**PROBLEM**
Pick out each line of the records that includes the string "below", and copy it.

**DATA IN THIS EXERCISE**
* * * * *
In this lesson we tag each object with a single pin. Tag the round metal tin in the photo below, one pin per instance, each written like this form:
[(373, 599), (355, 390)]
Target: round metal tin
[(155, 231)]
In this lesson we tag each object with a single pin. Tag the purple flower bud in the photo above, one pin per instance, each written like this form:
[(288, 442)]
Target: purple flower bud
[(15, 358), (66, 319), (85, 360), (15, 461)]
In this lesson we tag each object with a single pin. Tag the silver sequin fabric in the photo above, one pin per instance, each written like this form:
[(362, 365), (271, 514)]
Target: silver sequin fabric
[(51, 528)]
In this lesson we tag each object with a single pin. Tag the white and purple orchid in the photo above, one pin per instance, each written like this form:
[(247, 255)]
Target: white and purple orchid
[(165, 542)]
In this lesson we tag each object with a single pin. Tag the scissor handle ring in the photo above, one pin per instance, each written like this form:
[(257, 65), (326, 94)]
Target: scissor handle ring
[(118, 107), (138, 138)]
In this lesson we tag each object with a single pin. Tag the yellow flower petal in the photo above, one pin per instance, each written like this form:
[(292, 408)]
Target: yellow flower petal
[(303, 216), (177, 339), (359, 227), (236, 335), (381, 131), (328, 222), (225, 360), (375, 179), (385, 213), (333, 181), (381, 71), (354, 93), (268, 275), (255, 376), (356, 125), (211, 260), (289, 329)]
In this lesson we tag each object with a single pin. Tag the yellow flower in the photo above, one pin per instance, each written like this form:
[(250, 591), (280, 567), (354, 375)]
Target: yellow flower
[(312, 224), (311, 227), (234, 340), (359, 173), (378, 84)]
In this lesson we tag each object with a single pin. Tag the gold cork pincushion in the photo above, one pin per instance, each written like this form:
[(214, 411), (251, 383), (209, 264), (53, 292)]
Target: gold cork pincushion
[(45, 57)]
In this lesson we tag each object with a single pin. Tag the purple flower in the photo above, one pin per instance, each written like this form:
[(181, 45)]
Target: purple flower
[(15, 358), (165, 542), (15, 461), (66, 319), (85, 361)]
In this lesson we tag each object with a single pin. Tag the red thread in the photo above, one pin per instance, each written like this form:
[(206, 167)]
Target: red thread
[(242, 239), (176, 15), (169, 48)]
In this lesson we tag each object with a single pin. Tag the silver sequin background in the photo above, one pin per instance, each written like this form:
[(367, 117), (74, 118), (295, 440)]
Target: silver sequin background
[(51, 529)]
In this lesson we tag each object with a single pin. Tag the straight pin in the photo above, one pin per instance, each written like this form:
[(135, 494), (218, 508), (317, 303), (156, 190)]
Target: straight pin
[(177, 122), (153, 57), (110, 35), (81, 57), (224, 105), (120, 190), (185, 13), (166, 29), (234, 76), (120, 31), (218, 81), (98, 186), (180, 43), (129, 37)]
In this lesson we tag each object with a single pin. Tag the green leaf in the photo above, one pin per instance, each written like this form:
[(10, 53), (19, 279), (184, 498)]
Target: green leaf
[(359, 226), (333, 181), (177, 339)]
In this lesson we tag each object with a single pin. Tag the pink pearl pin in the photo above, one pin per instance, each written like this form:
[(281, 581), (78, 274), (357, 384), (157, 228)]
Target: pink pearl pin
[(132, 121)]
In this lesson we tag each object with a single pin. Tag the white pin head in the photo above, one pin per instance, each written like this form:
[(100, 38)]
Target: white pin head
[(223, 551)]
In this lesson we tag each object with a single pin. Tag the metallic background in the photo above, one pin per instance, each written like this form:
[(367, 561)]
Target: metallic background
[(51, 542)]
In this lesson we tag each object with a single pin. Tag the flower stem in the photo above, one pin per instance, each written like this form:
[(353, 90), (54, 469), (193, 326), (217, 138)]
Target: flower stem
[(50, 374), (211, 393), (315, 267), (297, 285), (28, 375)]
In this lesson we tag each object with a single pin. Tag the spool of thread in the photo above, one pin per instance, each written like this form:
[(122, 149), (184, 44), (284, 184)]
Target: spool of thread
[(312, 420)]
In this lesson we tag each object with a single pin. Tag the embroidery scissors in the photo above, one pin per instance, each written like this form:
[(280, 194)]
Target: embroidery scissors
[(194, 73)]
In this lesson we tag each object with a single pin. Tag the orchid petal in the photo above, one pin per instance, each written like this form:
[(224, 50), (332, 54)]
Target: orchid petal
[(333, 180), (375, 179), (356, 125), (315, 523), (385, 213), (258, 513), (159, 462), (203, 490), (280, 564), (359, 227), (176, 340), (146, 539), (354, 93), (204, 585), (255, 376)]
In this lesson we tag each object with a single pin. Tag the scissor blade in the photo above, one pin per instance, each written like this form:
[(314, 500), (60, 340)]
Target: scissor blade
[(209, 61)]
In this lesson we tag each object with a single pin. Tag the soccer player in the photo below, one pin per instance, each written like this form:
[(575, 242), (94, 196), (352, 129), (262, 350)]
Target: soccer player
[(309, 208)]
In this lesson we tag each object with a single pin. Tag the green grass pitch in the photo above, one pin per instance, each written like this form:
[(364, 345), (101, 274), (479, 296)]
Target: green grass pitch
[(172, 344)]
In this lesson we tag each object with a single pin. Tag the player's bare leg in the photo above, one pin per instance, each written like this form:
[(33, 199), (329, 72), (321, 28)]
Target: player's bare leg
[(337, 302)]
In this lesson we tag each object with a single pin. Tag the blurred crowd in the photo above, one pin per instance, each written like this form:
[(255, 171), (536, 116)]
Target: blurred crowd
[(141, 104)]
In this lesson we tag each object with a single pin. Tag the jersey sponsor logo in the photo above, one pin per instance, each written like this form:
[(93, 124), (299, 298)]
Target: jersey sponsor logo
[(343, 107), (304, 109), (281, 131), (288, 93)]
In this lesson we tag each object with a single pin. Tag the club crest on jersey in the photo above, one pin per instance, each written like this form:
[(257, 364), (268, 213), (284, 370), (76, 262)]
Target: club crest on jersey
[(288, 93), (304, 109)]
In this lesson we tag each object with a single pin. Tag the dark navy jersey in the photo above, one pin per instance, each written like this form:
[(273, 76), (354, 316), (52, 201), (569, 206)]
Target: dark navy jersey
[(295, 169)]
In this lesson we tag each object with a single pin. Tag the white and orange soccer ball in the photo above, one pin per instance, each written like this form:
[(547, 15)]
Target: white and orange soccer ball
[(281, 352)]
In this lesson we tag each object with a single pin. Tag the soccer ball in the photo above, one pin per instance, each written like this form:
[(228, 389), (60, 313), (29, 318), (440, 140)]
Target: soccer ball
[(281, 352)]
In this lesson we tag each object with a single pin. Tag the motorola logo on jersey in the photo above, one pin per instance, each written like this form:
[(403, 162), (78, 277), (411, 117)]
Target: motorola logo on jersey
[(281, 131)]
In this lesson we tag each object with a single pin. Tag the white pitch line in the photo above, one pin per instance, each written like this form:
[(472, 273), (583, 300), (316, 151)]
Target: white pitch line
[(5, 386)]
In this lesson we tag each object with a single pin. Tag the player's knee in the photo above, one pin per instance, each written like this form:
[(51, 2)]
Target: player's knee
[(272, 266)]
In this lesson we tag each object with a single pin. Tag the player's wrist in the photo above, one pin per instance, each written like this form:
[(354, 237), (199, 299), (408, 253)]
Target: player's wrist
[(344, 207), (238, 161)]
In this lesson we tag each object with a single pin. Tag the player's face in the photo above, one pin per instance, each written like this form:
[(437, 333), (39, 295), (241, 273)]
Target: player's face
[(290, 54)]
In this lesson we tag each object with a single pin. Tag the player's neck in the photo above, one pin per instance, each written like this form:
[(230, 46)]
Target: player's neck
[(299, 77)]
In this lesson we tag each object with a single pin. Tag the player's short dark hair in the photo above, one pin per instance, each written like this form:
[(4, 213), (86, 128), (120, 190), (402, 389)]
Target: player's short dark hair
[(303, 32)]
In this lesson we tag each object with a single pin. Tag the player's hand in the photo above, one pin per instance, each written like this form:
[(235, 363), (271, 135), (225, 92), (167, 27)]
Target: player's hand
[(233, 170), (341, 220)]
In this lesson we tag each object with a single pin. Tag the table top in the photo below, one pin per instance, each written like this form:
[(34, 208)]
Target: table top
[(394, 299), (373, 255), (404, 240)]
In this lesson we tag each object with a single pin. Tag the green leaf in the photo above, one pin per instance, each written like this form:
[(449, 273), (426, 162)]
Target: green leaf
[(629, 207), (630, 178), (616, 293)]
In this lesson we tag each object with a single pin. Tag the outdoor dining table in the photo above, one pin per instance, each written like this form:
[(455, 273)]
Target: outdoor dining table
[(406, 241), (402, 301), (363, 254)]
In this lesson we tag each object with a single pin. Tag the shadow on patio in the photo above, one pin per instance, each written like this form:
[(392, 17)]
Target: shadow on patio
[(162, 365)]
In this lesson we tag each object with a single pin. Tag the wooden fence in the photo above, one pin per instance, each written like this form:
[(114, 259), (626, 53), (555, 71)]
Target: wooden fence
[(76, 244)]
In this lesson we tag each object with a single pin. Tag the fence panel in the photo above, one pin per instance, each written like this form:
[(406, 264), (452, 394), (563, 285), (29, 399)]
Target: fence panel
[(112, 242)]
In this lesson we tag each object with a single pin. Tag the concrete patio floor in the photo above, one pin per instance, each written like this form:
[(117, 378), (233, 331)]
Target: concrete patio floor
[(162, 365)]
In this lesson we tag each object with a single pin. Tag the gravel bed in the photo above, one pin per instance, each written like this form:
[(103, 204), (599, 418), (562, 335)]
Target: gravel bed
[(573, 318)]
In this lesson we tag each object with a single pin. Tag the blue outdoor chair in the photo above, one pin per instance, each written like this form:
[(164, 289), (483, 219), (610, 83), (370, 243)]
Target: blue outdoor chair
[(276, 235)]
* * * * *
**SOLUTION TO THE PROBLEM**
In this lesson we tag each object with a single pin. Tag the round metal tin in the photo below, one pin per instance, each written like this form:
In this lesson we tag each object with a single pin. Tag the soccer player in the photo below, one pin per instance, each written like this form:
In this lesson we tag each object with a single pin. Tag the table top in the photo below, one pin per instance, each written like this form:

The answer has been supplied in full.